→ What the exercise asks
Copy out each line of the data that includes the string "gondolier".
BEGIN Records shown
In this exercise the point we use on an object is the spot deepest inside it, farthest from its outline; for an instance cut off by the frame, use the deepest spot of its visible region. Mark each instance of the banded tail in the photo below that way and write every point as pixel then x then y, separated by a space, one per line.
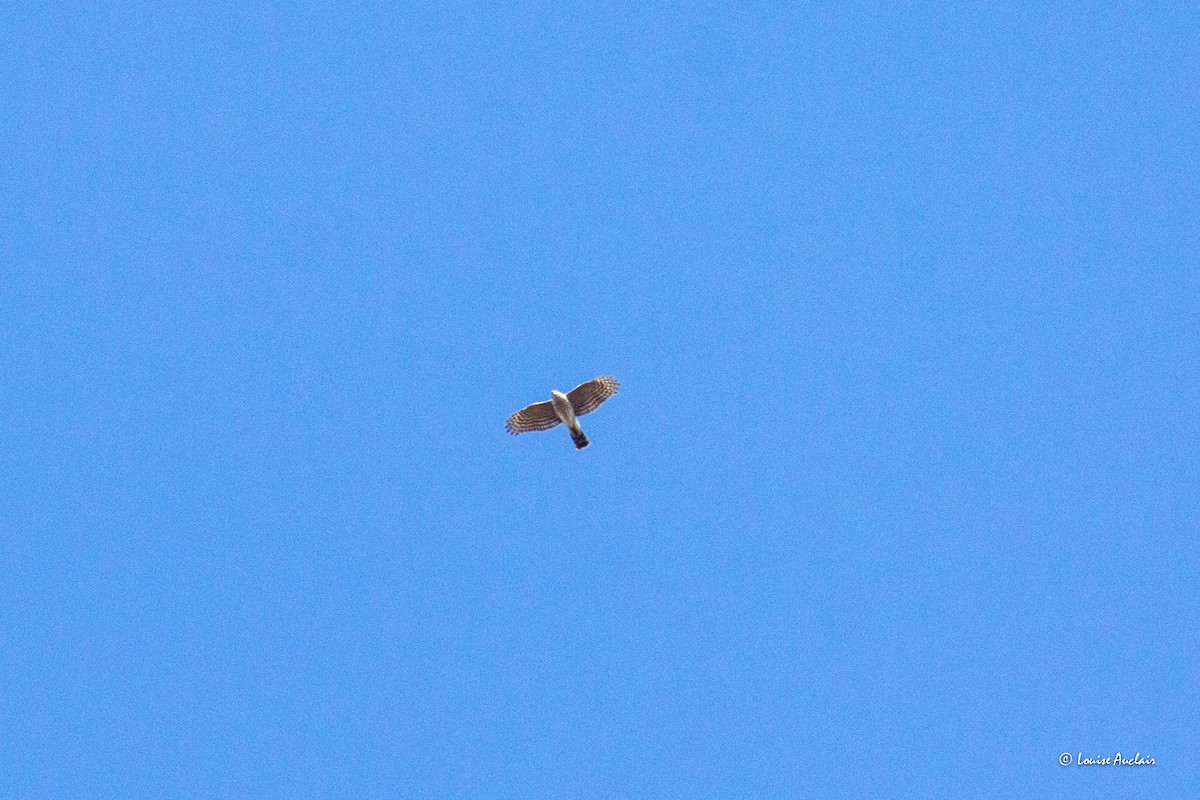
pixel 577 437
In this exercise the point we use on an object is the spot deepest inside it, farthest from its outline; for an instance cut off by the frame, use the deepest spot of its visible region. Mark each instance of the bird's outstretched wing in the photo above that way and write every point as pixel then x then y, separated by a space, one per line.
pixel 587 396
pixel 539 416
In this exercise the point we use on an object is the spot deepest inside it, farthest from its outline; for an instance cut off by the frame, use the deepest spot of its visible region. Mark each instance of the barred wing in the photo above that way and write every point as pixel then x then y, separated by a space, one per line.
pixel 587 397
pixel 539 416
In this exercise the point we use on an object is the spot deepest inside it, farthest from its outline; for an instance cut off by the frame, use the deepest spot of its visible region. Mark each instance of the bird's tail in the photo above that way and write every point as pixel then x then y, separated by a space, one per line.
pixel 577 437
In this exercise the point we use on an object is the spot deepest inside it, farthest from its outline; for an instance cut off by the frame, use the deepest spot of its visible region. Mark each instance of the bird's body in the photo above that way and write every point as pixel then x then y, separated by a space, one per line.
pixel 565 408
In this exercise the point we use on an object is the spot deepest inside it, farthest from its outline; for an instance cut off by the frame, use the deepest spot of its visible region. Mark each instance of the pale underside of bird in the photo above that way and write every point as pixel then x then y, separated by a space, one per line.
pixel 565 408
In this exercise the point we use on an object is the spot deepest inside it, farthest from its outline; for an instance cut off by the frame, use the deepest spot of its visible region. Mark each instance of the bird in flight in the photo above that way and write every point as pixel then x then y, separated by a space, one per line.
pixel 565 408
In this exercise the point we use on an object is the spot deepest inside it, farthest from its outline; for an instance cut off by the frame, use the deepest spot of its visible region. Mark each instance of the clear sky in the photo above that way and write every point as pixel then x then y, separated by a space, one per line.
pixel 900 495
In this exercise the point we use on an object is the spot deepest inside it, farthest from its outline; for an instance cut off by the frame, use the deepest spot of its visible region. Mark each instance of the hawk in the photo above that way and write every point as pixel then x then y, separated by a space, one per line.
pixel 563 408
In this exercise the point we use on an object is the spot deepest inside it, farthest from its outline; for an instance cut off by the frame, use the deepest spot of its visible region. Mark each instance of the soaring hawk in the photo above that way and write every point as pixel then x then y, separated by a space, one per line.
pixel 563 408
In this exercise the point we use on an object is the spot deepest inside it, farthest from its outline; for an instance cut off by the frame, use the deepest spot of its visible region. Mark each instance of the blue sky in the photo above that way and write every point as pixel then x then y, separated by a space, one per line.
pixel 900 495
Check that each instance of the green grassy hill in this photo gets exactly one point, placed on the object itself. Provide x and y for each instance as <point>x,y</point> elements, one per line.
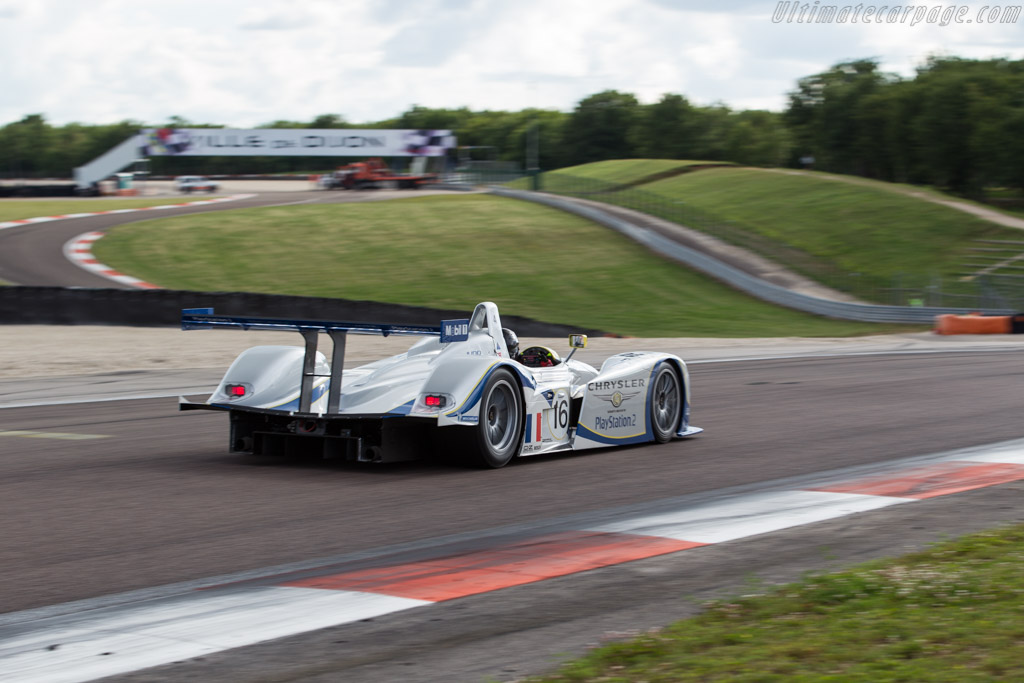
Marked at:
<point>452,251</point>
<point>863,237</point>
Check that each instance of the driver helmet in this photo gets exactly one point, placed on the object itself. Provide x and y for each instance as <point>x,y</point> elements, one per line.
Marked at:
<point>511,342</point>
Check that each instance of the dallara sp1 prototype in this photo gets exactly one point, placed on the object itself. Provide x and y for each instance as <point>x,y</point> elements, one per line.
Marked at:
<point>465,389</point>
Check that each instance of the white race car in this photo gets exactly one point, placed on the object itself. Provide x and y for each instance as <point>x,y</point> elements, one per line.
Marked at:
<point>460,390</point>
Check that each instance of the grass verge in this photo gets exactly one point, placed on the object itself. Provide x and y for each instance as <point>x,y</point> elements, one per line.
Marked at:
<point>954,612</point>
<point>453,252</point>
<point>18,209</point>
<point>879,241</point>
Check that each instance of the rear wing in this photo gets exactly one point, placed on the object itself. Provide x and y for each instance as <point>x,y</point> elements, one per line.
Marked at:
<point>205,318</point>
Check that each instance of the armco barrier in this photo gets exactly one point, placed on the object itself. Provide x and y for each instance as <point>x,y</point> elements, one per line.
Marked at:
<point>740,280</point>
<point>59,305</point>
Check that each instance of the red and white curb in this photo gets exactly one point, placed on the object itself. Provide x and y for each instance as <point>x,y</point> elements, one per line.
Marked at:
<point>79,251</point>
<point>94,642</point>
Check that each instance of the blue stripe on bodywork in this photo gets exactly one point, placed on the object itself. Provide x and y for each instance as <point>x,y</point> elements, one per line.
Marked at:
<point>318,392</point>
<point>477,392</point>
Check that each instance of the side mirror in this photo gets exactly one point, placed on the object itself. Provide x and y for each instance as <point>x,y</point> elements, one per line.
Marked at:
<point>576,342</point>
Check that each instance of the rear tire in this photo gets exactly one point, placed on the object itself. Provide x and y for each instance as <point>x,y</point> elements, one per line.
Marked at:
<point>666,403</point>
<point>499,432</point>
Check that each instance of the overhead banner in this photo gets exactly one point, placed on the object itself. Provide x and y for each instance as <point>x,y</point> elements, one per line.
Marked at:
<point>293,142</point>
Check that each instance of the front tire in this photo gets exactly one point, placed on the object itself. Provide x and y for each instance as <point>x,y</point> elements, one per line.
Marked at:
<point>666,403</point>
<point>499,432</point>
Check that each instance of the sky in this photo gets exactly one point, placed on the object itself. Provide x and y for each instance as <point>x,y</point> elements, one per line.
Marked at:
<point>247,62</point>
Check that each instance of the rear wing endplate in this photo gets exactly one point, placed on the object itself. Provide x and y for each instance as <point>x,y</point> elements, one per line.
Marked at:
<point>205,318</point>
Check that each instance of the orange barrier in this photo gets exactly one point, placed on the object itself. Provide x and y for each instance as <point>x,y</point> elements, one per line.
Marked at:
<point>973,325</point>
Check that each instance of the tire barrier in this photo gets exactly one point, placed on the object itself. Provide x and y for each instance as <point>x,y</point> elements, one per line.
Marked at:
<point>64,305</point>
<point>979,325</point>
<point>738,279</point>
END Records shown
BEGIN Records shown
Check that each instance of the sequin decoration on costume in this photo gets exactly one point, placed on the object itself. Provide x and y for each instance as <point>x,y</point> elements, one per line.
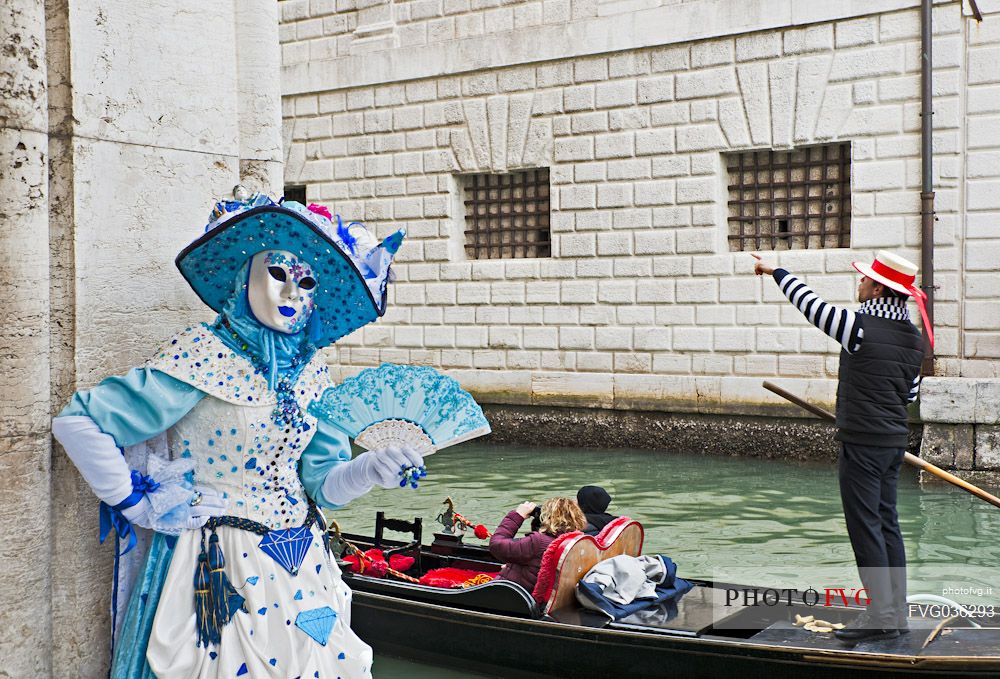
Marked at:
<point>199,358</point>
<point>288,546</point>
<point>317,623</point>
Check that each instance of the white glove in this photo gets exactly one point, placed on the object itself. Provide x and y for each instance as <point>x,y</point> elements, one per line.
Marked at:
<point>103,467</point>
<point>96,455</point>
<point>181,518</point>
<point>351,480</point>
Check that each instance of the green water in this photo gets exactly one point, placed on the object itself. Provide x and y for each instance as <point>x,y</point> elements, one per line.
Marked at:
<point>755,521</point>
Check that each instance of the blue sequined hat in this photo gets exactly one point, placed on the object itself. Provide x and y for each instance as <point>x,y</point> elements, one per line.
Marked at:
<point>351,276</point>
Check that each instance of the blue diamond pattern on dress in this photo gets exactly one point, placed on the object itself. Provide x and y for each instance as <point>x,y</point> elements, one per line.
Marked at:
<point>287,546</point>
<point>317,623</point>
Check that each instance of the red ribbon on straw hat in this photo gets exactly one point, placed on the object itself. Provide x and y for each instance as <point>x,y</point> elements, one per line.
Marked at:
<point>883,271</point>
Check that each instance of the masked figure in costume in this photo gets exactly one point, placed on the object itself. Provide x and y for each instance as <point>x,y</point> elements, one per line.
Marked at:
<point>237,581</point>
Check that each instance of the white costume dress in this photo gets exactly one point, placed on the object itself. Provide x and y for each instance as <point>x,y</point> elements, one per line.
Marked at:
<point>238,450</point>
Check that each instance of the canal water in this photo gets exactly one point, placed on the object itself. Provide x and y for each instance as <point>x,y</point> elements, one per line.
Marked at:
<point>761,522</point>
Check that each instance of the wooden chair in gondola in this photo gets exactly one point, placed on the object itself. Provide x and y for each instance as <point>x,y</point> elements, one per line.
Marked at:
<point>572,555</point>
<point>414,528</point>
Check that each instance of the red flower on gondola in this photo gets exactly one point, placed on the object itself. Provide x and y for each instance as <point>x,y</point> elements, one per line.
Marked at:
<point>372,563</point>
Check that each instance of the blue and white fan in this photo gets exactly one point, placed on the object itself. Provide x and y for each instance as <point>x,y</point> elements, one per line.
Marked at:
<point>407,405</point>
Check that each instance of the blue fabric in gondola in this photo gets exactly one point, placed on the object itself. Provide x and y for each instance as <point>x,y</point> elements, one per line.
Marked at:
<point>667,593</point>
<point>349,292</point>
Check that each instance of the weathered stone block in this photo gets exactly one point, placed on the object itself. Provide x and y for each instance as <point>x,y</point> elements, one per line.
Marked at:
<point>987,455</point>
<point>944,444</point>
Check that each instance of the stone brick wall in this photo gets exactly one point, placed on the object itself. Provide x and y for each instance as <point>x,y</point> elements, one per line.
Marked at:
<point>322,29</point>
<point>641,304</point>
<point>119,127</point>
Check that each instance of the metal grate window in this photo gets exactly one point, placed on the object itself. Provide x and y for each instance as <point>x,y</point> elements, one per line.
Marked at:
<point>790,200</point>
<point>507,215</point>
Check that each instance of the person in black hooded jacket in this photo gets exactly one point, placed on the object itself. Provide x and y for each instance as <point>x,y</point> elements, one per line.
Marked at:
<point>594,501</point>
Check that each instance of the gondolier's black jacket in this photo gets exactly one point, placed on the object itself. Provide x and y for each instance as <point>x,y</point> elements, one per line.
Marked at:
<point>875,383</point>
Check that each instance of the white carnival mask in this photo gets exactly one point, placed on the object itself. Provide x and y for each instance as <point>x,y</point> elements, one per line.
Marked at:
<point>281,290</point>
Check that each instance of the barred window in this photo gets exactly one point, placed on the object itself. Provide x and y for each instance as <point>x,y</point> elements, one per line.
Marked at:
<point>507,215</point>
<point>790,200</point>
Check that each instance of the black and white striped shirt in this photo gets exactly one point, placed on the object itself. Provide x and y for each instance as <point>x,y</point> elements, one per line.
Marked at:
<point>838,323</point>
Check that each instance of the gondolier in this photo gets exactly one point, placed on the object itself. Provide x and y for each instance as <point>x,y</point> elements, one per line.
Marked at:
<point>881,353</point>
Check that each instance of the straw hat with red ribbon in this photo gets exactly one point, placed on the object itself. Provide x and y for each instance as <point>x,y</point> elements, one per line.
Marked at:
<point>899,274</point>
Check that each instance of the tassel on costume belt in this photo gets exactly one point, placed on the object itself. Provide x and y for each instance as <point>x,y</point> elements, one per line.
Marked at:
END Records shown
→ Output for this task
Check that each instance of the gondolier's black jacket in this photo gets exactly one point, placed on the object itself. Provide x and y for each instance as <point>x,y</point> elements, one per line.
Check that each instance of the gondolier in this photo gets exactly one point, placed on the object itself. Provide x and y for each instance as <point>x,y</point> elements, one per line.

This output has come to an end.